_The request_: Copy out the listing below word for word, from the line containing "the sky, and" through the end of the listing. Leave the pictures out of your answer.

_Records shown_:
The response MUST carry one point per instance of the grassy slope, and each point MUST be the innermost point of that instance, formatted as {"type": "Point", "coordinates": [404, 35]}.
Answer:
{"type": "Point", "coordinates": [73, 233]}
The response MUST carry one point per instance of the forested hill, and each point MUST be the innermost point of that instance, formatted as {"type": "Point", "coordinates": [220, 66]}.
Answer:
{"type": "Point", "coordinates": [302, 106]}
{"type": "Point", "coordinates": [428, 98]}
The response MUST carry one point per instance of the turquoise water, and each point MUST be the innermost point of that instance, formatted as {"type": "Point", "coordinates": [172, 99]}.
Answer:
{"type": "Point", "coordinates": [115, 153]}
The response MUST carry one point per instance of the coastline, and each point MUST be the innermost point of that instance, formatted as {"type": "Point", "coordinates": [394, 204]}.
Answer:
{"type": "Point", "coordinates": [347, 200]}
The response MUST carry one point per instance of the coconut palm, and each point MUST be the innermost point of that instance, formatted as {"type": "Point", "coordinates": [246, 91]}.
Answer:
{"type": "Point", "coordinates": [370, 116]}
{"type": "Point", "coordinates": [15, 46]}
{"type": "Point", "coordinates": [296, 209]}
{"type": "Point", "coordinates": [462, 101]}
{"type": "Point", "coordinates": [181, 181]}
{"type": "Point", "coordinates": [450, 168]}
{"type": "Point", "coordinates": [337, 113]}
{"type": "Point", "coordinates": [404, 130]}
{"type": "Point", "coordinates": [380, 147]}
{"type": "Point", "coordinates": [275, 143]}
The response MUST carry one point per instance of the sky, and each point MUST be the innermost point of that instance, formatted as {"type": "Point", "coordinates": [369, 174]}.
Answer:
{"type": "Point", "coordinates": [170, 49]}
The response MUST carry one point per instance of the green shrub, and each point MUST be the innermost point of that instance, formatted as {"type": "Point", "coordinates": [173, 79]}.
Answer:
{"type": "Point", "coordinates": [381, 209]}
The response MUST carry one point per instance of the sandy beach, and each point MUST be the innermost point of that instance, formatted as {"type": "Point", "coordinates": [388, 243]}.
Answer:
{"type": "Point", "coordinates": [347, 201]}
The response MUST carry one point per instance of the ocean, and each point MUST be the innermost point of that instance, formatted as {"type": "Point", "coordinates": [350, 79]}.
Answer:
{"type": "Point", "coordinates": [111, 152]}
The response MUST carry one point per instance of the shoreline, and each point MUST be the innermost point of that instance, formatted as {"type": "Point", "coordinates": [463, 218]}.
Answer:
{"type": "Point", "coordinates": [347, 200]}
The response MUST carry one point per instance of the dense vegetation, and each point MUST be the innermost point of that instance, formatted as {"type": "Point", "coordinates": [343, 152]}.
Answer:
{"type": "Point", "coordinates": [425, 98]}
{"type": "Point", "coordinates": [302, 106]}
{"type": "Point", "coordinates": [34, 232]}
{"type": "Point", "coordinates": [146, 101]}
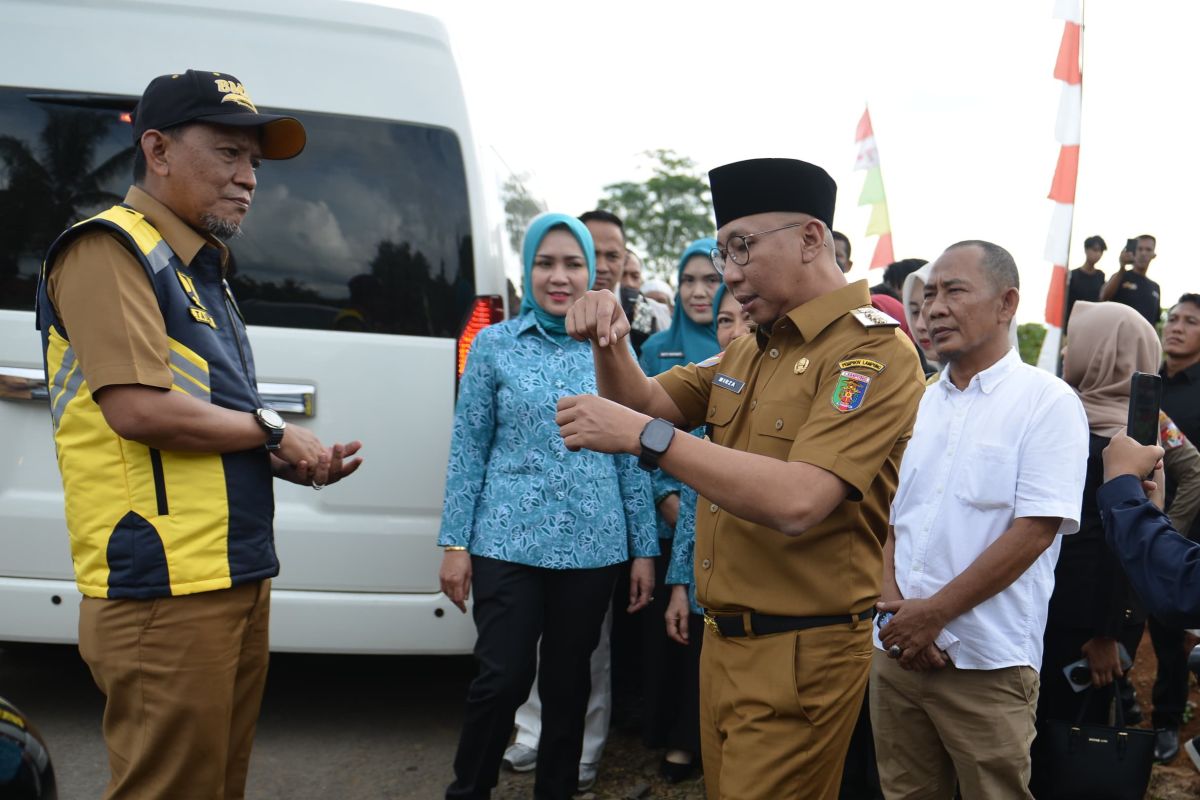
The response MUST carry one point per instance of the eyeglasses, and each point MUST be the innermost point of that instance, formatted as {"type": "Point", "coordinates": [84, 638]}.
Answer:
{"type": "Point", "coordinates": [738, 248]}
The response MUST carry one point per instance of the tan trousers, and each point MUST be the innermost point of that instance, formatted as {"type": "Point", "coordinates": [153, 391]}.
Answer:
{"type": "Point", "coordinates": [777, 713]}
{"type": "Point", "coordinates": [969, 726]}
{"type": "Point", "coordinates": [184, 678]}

_The answer_:
The response MUST carry one point per instance of the sky, and each point MUST be the innermost point of that instance, formatted as {"type": "Point", "coordinates": [369, 174]}.
Answer:
{"type": "Point", "coordinates": [170, 49]}
The response MUST carry one point per instance of the green shrub, and each point MUST be the innermost point of that instance, formatted as {"type": "Point", "coordinates": [173, 79]}.
Answer:
{"type": "Point", "coordinates": [381, 209]}
The response MUST carry one point per instance of the sandy beach, and each point MUST be the innermost point of that instance, formatted as {"type": "Point", "coordinates": [388, 243]}.
Answer:
{"type": "Point", "coordinates": [347, 201]}
The response MUST carry one point per instance of the ocean, and each point MUST be the innermost point of that instance, formatted as {"type": "Point", "coordinates": [350, 79]}.
Answer:
{"type": "Point", "coordinates": [111, 152]}
The response MUST carry one point per instance of the shoreline, and each point MUST be the innermost point of that instance, formatted as {"type": "Point", "coordinates": [463, 218]}.
Answer:
{"type": "Point", "coordinates": [347, 200]}
The response MUST carry one point per instance of the dense vegetation, and each point MUST be the innermost point of that instance, formatted as {"type": "Point", "coordinates": [343, 152]}.
Answer:
{"type": "Point", "coordinates": [425, 98]}
{"type": "Point", "coordinates": [302, 106]}
{"type": "Point", "coordinates": [34, 232]}
{"type": "Point", "coordinates": [146, 101]}
The response MUST carry one point per instance of the eyeglasses, and each point MUST be the innermost point of that instance, formatted as {"type": "Point", "coordinates": [84, 638]}.
Answer:
{"type": "Point", "coordinates": [738, 248]}
The response MUST carry one point per instance of the tan trousers, and each point MUST be the innermost point of that instance, formatted as {"type": "Point", "coordinates": [153, 391]}.
Answer:
{"type": "Point", "coordinates": [777, 713]}
{"type": "Point", "coordinates": [969, 726]}
{"type": "Point", "coordinates": [184, 678]}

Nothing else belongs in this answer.